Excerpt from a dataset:
(begin)
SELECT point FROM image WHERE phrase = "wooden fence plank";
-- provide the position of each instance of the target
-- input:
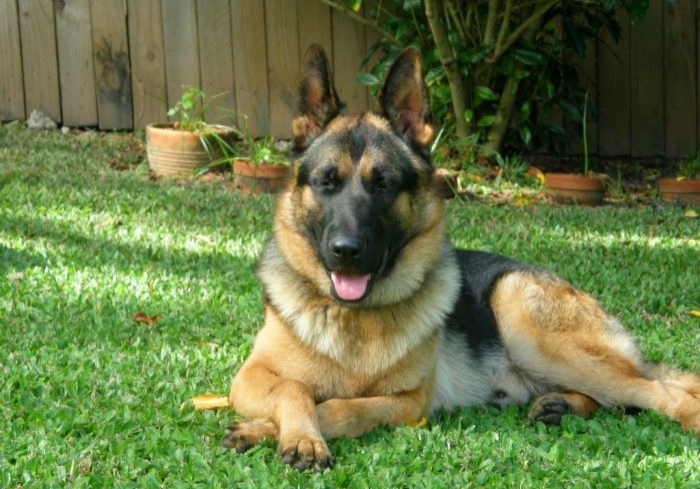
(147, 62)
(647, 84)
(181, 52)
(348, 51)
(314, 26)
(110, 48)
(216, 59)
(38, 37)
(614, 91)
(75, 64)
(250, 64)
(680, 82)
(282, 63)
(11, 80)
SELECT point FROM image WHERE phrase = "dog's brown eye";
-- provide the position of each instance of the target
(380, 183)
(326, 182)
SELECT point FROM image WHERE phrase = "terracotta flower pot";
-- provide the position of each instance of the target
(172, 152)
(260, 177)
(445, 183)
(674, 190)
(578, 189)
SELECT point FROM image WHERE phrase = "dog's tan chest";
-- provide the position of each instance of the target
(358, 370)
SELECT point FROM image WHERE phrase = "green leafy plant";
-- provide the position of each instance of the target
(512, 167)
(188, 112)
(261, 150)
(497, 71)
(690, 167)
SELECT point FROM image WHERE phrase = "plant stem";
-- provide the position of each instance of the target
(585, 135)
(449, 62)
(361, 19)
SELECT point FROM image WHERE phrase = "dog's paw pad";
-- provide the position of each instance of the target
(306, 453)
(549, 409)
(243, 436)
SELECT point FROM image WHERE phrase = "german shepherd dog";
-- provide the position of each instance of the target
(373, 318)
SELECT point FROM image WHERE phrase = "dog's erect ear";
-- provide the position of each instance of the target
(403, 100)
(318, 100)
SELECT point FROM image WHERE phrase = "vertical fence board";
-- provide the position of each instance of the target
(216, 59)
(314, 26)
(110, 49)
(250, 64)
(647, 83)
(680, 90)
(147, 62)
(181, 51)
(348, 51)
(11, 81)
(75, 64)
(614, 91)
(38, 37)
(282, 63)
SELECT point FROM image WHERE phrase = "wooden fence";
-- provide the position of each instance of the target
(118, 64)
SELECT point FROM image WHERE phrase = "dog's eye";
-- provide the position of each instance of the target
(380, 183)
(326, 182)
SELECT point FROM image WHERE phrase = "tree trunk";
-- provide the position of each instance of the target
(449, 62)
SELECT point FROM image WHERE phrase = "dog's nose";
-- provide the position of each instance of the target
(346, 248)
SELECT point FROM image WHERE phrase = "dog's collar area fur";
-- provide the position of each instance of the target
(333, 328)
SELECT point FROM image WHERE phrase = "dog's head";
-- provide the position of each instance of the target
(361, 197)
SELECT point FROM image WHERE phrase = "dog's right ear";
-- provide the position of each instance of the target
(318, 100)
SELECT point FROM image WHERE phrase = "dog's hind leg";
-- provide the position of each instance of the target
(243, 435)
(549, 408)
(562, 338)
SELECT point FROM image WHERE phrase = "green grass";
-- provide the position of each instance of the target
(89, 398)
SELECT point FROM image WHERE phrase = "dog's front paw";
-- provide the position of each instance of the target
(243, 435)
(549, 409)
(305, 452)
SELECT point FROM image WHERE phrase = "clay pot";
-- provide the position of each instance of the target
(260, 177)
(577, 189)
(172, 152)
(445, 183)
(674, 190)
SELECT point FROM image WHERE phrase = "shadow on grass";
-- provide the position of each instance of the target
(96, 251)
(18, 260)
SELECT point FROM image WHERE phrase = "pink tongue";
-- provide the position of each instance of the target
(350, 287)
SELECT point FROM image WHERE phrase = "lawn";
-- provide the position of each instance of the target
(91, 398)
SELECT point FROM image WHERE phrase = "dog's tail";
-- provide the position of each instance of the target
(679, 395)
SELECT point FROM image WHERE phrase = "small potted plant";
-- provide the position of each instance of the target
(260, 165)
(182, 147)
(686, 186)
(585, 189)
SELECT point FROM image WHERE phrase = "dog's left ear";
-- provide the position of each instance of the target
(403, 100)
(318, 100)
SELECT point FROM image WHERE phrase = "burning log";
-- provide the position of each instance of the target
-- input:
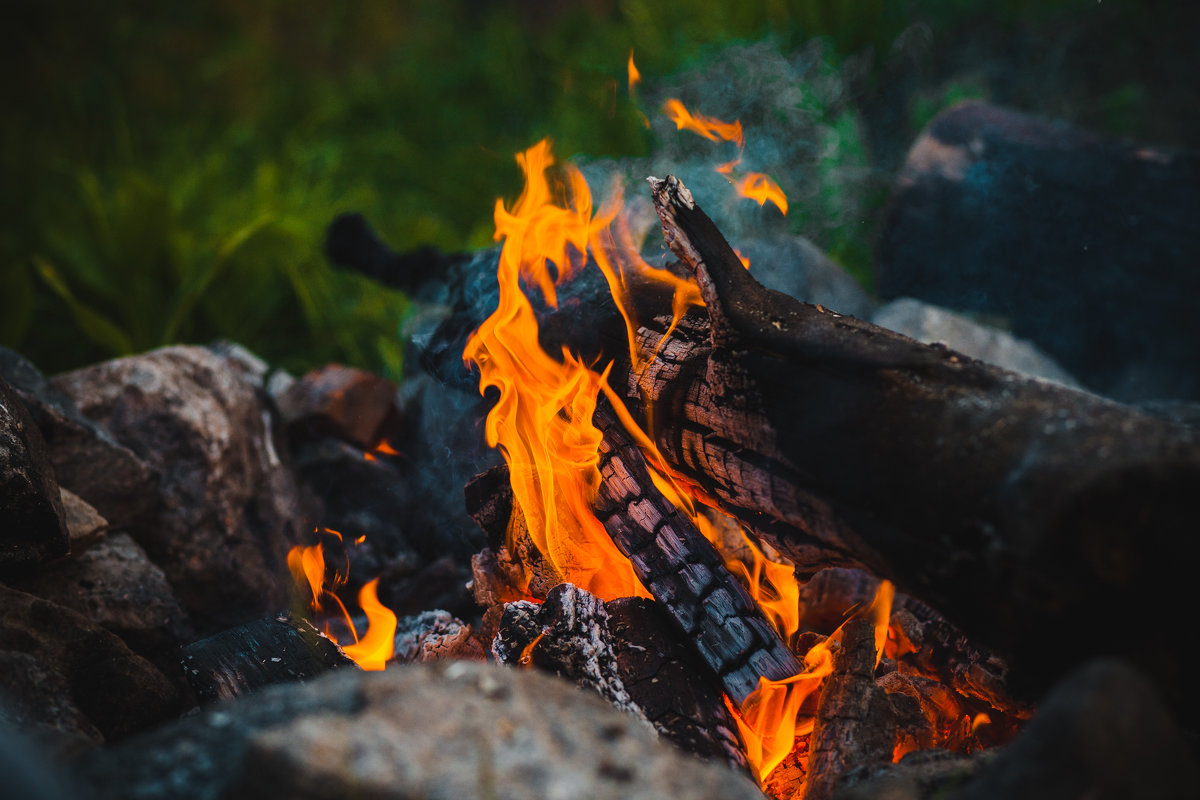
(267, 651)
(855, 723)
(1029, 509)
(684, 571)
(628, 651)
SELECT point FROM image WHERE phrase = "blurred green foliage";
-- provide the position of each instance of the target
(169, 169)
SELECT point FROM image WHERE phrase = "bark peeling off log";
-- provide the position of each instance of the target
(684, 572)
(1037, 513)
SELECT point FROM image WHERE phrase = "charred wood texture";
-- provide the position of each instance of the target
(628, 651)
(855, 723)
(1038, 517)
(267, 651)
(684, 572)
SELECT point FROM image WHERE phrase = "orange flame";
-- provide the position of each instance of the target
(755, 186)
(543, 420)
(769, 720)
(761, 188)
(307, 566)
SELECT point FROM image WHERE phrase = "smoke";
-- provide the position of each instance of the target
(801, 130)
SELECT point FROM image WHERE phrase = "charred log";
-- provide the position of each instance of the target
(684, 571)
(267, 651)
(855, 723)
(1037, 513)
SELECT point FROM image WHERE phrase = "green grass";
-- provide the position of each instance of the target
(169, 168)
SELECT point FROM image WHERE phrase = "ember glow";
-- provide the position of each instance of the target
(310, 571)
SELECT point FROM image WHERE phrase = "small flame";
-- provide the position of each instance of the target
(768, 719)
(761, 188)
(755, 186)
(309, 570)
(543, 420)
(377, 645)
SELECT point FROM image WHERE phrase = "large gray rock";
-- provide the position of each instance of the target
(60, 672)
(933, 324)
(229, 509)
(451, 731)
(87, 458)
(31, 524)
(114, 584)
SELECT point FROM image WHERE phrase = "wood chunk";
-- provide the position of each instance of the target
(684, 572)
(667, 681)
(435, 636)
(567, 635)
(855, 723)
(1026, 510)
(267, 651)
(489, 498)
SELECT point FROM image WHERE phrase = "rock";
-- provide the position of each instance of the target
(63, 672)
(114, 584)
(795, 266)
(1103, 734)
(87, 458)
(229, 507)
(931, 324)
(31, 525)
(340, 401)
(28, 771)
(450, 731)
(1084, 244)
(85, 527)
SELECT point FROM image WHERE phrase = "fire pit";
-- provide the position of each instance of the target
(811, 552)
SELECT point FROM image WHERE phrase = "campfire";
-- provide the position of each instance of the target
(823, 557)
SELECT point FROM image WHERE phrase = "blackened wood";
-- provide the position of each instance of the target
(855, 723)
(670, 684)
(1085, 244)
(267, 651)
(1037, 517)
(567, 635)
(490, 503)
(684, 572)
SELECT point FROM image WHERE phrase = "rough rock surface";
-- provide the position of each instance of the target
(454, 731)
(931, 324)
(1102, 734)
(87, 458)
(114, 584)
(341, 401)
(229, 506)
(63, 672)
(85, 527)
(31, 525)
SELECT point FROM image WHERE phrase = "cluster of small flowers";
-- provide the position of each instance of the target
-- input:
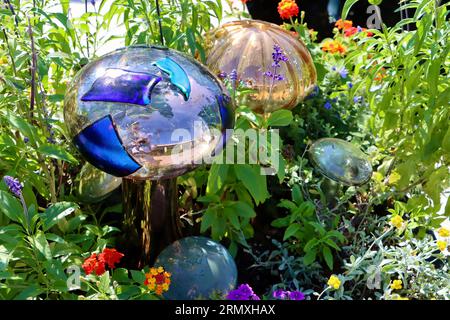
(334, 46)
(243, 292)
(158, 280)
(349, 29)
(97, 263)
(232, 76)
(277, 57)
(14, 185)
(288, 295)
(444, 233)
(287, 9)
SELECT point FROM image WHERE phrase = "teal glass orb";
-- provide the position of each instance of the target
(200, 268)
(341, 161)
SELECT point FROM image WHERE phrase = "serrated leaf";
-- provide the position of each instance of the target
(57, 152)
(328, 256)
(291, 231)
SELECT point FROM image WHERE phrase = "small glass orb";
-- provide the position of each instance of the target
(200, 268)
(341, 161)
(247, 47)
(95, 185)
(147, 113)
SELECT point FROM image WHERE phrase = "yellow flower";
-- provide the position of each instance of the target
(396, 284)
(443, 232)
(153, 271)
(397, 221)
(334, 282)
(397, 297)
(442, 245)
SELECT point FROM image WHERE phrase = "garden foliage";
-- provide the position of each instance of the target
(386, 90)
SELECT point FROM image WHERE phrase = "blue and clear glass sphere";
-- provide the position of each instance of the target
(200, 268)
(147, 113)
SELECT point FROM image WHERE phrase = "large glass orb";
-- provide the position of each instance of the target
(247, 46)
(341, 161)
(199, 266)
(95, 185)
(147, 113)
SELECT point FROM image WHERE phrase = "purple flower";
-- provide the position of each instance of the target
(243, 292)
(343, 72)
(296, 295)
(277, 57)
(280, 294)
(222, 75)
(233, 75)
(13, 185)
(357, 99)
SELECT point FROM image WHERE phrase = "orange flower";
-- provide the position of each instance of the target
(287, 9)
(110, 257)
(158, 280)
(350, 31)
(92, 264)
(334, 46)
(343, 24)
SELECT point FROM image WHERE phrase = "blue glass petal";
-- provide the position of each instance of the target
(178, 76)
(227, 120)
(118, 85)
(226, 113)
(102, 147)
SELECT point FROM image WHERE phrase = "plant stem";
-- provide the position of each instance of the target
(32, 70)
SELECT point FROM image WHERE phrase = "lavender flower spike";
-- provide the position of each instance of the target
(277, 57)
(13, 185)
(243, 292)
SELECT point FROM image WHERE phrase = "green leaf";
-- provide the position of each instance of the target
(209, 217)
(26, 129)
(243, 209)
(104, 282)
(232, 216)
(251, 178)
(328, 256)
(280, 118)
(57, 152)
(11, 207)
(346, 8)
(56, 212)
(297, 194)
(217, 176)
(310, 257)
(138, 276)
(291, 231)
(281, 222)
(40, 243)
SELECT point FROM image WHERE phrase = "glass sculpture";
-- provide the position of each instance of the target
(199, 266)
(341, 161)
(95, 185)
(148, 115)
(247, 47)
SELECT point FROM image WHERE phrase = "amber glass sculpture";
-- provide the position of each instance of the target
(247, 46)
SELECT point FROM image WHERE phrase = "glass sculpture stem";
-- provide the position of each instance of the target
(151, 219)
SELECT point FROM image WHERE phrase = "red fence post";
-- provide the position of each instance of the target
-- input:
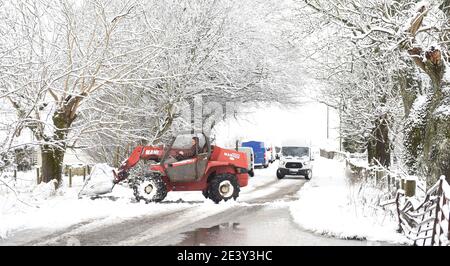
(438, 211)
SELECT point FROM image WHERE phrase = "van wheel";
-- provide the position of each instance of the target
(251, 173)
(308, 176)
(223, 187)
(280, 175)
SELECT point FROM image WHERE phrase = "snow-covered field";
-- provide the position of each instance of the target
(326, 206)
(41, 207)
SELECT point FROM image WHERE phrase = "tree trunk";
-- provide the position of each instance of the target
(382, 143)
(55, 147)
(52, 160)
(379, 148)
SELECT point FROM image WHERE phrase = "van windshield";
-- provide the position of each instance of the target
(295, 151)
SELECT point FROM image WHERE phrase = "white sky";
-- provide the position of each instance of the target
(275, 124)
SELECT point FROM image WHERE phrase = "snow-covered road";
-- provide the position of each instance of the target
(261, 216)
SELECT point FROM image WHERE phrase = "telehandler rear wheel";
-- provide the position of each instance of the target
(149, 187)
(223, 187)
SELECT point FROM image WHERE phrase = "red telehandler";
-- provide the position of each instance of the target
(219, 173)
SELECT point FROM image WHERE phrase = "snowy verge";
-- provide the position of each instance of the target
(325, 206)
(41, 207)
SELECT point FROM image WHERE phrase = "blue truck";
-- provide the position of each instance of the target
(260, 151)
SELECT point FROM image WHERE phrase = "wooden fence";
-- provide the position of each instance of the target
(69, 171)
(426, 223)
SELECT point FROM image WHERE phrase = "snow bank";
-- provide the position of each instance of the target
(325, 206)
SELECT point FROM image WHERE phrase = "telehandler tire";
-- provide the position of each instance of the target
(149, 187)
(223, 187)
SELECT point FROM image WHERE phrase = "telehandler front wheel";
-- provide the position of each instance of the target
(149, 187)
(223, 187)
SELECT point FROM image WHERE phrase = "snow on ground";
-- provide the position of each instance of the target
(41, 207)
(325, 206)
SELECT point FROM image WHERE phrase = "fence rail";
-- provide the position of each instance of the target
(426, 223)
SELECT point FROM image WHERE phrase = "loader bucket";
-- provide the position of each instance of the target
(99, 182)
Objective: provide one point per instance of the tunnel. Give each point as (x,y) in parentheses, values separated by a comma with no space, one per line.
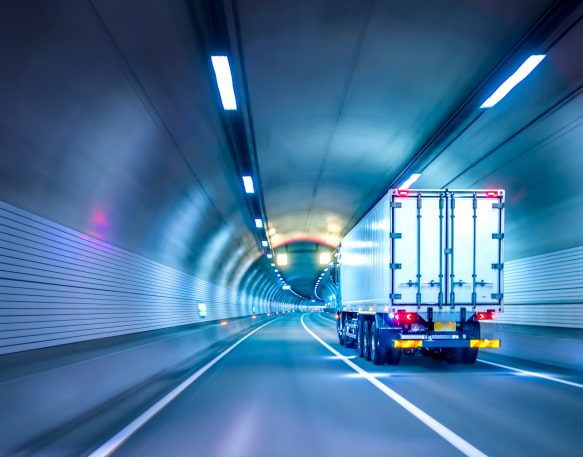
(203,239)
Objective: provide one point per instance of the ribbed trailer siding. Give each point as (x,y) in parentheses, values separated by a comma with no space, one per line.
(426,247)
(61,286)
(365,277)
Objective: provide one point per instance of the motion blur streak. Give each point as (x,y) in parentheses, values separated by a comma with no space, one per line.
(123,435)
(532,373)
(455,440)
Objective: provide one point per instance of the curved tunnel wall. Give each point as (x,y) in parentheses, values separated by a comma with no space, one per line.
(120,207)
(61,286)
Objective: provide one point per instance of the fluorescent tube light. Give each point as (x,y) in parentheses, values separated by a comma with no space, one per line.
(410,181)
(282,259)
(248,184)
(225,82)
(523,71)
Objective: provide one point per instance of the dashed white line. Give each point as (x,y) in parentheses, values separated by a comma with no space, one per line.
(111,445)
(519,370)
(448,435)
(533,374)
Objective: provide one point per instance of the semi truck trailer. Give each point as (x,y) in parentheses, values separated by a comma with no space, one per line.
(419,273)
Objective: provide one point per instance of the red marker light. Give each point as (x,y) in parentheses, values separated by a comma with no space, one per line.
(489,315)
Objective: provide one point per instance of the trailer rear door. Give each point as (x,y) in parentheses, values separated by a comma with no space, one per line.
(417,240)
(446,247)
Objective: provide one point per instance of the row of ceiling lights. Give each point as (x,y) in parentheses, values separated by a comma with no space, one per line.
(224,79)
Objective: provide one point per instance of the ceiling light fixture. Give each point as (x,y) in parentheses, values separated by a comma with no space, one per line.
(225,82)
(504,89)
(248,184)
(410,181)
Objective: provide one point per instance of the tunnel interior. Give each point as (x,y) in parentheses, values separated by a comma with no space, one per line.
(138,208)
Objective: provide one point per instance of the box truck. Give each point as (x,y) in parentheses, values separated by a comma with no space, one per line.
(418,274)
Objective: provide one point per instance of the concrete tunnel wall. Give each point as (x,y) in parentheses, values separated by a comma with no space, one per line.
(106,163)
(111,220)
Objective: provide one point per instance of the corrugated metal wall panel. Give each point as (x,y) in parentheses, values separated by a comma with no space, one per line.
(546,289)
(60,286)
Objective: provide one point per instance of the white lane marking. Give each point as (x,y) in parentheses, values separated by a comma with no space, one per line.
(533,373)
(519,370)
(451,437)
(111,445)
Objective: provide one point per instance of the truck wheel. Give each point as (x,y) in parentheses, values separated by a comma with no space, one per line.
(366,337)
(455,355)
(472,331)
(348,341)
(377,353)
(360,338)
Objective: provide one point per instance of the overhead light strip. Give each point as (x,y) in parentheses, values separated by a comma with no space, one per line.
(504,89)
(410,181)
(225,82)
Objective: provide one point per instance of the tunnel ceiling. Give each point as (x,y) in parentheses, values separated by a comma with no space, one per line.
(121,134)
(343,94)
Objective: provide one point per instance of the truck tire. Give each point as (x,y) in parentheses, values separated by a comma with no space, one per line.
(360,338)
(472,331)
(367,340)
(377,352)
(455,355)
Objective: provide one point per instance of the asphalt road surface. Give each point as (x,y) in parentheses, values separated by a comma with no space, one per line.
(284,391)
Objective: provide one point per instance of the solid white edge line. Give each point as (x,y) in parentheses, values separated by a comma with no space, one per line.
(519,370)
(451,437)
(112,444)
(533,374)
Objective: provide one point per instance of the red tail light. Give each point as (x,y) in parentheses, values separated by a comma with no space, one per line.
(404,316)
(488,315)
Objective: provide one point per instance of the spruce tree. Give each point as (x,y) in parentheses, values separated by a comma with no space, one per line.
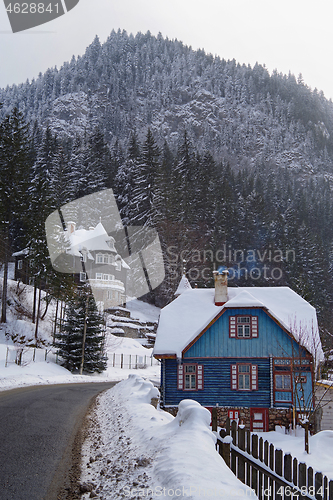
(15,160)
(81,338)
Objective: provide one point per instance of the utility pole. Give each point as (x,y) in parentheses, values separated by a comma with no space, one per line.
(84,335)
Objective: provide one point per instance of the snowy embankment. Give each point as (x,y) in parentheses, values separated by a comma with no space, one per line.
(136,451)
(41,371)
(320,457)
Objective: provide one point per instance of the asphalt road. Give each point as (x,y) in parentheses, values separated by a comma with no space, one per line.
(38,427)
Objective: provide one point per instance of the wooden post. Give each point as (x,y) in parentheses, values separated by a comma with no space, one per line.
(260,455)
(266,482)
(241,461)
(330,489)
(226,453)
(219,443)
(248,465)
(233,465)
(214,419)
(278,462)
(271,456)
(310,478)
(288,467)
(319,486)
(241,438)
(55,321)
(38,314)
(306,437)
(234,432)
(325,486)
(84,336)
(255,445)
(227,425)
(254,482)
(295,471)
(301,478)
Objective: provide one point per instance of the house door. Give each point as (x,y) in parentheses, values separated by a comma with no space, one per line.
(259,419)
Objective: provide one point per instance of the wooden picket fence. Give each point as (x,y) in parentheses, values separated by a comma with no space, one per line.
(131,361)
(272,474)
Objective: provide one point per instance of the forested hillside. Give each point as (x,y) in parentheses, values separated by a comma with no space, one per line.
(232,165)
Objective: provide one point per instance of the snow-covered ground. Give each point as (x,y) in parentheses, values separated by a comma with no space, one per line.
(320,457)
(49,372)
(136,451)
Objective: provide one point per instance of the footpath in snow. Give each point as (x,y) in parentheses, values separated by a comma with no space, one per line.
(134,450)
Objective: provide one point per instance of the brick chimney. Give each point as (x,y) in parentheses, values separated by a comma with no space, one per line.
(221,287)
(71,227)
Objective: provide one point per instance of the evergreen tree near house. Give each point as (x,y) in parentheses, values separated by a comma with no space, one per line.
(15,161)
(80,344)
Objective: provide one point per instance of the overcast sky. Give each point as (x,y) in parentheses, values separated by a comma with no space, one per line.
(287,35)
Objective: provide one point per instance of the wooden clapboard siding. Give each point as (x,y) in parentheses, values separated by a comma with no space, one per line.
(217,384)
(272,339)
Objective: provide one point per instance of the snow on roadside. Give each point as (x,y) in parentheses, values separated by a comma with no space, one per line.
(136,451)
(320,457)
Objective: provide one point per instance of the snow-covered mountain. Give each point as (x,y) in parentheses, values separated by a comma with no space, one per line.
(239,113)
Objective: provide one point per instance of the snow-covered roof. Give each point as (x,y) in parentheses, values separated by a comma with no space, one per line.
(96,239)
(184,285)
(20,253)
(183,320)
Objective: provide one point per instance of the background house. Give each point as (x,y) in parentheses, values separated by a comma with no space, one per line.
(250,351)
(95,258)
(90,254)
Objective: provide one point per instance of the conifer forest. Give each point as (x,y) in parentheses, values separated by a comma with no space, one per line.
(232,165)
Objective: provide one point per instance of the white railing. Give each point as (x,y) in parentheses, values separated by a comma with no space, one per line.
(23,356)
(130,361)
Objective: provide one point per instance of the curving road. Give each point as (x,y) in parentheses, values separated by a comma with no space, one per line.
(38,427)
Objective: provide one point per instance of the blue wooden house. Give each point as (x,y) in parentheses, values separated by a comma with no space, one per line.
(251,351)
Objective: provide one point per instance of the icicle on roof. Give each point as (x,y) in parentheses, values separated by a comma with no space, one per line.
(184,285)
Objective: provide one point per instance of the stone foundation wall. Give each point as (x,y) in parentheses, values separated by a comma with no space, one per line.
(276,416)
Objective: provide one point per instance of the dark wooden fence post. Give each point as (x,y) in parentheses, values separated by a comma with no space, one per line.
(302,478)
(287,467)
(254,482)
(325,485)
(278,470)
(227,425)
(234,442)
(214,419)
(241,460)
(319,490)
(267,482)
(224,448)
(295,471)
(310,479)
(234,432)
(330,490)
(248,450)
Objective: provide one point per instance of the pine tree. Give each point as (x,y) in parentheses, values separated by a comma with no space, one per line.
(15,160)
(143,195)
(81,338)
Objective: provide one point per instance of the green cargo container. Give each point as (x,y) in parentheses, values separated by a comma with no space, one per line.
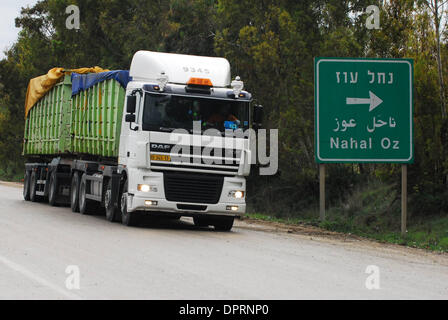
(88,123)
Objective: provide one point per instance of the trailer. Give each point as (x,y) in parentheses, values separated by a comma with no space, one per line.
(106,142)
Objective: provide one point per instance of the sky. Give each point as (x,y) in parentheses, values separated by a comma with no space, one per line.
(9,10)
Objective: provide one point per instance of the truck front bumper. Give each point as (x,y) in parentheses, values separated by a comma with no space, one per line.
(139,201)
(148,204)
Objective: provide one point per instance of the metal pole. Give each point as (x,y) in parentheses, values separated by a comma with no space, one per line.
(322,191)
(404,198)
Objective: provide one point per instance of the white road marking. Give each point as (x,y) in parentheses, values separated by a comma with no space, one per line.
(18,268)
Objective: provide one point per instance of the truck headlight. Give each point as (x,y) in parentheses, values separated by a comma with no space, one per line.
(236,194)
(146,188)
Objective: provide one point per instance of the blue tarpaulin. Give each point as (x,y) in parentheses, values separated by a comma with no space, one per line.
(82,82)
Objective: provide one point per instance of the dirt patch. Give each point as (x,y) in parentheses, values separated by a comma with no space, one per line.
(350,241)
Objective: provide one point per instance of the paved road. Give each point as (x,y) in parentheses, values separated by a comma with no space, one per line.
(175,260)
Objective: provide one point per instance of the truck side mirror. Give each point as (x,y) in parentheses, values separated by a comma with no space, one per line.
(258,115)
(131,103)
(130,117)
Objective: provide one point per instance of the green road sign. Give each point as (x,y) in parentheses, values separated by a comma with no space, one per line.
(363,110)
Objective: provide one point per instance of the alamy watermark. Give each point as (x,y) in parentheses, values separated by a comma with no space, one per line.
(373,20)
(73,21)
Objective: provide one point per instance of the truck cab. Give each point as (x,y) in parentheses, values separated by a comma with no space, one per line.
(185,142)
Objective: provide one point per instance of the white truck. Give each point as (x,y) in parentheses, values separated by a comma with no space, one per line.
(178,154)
(end)
§ EXERCISE REQUIREMENTS:
Quote only the lines from the line containing "Objective: provide one point per instance of the metal" through the end of the listing, please, keeping both the first and the last line.

§ EXERCISE SOLUTION:
Objective: provide one point per instance of the metal pole. Give each point as (x,y) in parentheses, values separated by a comma with no space, one per line.
(322,191)
(404,198)
Objective: provide one point per instance of the white road marking. Give each point as (x,y) in parentheses, values separated by a comma with no space, one per line.
(18,268)
Objective: provide one point per instance of the truck headlight. Give each point as (x,y) in parentheses, values separated by a comma with no space, one per line.
(236,194)
(146,188)
Objective: provide one point per instance of the blue tarpaulin. Give each point as (x,y) in parentheses, values separated by a comma with no space, one per line.
(82,82)
Objective: provide one point per instance of the dirt patch. Give each point as (x,y) in parentheses, values separated by a comma with no space, one per line.
(350,241)
Objective: provide one point per instance of the paved road. Give each point as (x,y) in parentheses, values separated by a comma with no space, one per line.
(175,260)
Objective: provide one point per instance of the truck side mirror. Give each point as (x,y) in parentheses, values separated by a comma with no space, one per line.
(258,115)
(131,103)
(130,117)
Objective: provide one point per instance of the green road sign. Give each point as (x,y) in parentheses, values separated by a comma with no space, one per line.
(363,110)
Objective: provide one point per instance of the alamy watermark. Give each point as (x,y) in parentheses, values separated by a comma with no space, one per line.
(373,20)
(73,21)
Objective: provide one point per instance of the truck cab. Give each point as (x,y) in parentheses, values separated by a comma with no space, one per line.
(185,142)
Objective: provide one point per instance of the white truck. Give each point as (x,y) in parentheses, values separated by a comma with no space, one per line.
(178,154)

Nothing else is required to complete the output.